Previous research has indicated that African American patients with potentially curable lung or breast cancer are less likely to receive or complete standard treatments compared with Caucasian patients, which leads to inequalities in racial mortality rates. The Accountability for Cancer Care Through Undoing Racism and Equity Study examined systematic changes to reduced treatment disparities in cancer care. The researchers presented the study at the ASCO Annual Meeting.
Electronic health records from two cancer centers were used to collect baseline data between 2007 and 2011, and the intervention cohort enrollment was then initiated in 2013. The study’s primary outcomes were a composite consisting of receipt of surgical resection or stereotactic radiosurgery for early stage lung cancer, surgery for early stage breast cancer, completion of at least 80% of the prescribed adjuvant radiation after lumpectomy, and completion of at least 80% of prescribed adjuvant breast cancer chemotherapy.
The study’s intervention included
- A real-time warning system to signal missed appointments or unmet milestones in expected care
- Race-specific data feedback on treatment adherence
- A nurse navigator trained in race-specific barriers
- Quarterly healthy equity training for staff.
Center 1 included 2,532 patients at baseline and 147 received the intervention, whereas center 2 included 5,265 patients at baseline and 126 received the intervention.
At center 1, no significant improvements were indicated for the intervention cohort: 81% of Caucasian patients completed therapy at baseline compared with 85% during the intervention (p = 0.41), whereas 80% of African American patients completed therapy at baseline compared with 87% during intervention (p = 0.28).
At center 2, a significant racial disparity was observed at baseline and resolved with intervention: 91% of Caucasian patients completed therapy at baseline compared with 96% during the intervention (p = 0.21), whereas 81% of African American patients completed therapy at baseline compared with 92% during intervention (p = 0.07). The probability of treatment completion at baseline was 78% for African American patients compared with 89% for Caucasian patients (p < 0.001), whereas the probability of treatment completion after the intervention was 97% and 99%, respectively (p = 0.22).
The researchers concluded, “A multimodal intervention improved overall treatment completion rates. While there was a racial disparity in one center prior to 2011, there were no racial differences in treatment completion in either center among intervention patients.”

*INPUT DATA*:
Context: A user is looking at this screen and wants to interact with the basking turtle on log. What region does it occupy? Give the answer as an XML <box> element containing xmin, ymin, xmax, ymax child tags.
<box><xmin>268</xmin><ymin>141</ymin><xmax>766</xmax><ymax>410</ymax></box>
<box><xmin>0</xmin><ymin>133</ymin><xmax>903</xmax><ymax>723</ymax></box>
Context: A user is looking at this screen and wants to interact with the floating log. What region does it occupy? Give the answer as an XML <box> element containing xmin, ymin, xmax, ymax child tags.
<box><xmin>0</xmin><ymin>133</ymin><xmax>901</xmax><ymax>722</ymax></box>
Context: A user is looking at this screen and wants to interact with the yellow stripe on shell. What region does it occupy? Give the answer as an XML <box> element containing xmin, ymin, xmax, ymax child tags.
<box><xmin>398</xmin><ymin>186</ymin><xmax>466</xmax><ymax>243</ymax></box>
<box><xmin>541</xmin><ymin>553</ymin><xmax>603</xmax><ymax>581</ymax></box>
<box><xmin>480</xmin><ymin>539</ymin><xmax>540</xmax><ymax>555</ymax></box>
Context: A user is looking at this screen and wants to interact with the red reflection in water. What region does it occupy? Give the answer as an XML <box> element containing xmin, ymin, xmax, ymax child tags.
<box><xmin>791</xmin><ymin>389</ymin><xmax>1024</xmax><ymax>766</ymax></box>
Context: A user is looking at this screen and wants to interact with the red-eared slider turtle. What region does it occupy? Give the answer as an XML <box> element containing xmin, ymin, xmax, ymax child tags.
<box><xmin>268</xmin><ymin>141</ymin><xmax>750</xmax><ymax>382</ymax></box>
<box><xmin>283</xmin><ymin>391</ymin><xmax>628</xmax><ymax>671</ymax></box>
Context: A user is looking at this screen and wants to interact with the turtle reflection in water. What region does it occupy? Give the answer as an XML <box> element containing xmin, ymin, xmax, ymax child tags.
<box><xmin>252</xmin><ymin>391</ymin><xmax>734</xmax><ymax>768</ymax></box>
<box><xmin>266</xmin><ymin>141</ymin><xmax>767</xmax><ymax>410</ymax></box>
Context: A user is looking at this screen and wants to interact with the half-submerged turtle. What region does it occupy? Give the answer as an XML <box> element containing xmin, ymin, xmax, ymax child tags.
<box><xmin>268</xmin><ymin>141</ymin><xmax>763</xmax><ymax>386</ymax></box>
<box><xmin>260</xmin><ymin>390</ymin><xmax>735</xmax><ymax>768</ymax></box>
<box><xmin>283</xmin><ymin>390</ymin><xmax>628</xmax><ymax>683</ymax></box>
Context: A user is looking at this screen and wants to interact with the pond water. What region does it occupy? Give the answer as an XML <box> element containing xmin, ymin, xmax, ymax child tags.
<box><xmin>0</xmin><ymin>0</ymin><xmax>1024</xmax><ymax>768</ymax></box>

*WORK ITEM*:
According to the cancer treatment study text, how many patients at center 2 received the intervention?

*WRITTEN ANSWER*:
126 patients